#### [The request]
Can you copy out only the lines in the stretch from the line containing "Exercise. Mark the orange" through the line containing "[(53, 873), (656, 722), (568, 328)]", requests included, shifting every coordinate in the answers by adding 95 and leaving all other numbers unchanged?

#### [Input records]
((
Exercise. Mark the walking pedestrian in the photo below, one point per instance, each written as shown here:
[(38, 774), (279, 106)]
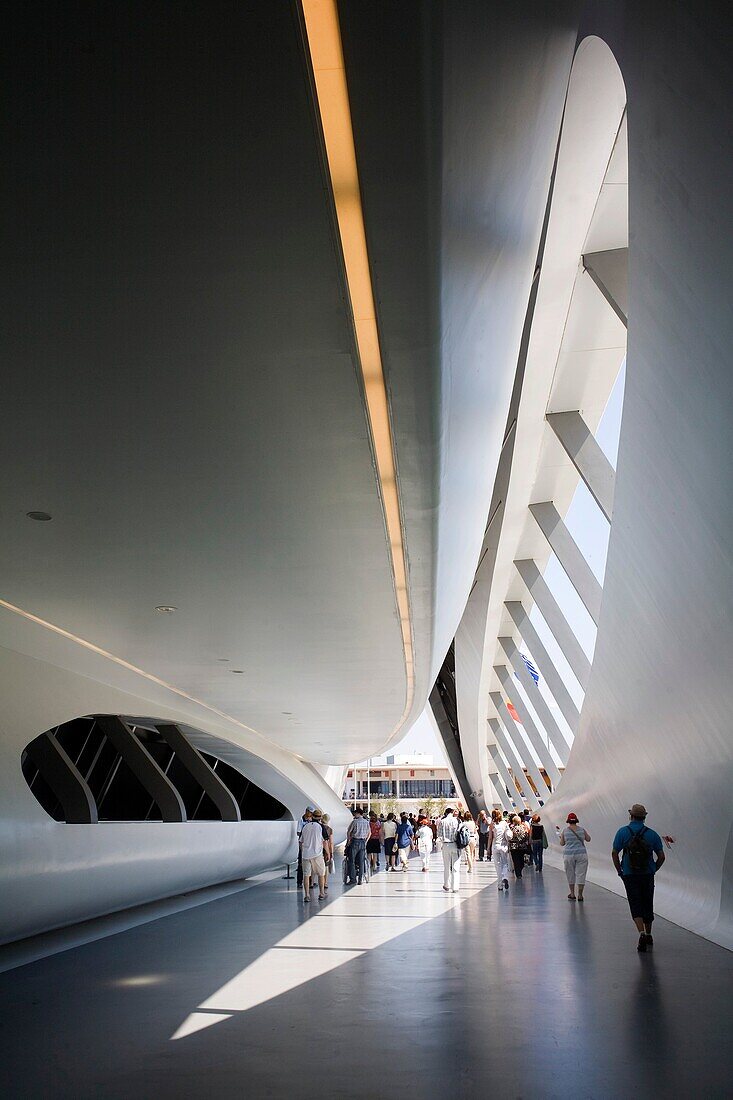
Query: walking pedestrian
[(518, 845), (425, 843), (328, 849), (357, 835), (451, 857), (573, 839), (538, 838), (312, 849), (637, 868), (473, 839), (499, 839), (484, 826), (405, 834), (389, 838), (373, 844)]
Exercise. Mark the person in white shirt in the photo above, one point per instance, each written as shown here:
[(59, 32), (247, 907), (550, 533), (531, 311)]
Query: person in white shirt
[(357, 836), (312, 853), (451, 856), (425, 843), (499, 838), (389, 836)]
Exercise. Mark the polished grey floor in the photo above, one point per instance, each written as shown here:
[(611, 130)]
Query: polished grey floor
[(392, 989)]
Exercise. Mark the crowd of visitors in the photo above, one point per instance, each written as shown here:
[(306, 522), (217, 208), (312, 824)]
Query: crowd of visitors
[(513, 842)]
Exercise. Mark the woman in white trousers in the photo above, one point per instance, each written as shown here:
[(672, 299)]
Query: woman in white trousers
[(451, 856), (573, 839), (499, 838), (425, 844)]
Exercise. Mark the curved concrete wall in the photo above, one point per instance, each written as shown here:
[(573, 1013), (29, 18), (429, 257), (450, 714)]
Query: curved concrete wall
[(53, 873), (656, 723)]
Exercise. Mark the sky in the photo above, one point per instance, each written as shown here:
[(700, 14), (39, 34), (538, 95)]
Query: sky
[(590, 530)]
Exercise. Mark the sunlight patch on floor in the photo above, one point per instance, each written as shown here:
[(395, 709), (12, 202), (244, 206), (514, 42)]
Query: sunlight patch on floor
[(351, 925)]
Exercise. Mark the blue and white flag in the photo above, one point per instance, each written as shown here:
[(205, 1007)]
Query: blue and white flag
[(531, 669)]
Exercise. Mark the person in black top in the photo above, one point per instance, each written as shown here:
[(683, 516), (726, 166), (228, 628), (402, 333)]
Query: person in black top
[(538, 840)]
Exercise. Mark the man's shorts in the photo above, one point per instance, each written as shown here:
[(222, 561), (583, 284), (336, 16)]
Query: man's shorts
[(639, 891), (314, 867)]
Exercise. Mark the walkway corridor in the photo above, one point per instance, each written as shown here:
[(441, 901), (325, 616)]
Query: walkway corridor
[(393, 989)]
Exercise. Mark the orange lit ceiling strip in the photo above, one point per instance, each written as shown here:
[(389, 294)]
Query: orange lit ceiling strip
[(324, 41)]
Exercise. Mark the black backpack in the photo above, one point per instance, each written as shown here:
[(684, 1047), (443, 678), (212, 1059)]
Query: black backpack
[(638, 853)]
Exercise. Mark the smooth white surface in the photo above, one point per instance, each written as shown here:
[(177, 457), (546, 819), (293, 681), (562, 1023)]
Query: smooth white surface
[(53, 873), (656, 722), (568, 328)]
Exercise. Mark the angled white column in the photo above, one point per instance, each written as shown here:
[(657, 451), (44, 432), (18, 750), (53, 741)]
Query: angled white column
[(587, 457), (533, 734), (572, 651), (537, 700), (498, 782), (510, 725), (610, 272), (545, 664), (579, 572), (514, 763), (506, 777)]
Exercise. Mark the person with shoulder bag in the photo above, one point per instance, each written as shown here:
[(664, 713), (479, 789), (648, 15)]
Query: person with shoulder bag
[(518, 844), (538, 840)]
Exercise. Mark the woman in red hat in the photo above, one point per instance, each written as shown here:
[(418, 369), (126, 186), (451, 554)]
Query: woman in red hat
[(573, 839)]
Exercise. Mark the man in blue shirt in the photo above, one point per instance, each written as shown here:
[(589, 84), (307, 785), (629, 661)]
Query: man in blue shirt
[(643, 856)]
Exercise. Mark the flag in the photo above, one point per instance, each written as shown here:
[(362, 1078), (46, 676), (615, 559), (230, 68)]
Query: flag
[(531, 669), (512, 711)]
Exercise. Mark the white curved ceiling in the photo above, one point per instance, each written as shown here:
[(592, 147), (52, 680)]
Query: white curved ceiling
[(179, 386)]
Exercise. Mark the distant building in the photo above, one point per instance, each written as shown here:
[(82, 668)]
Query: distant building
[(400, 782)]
))
#### [The reply]
Exercise. Mark the orange lit ceiling strip in the photo above, one point per instance, each written as shown here:
[(389, 294)]
Query: orange lit ceiling strip
[(419, 136)]
Exercise. Mark the black backpack in the photo above, one point per instance, each written as shown here:
[(684, 1047), (443, 678), (212, 1059)]
Query: black backpack
[(733, 948)]
Exercise. Mark the smooth white surface in the photo above, one point per instance, each written as shown here:
[(177, 457), (546, 819), (293, 681), (562, 1023)]
Query: smooth white surface
[(148, 968), (751, 817), (663, 423)]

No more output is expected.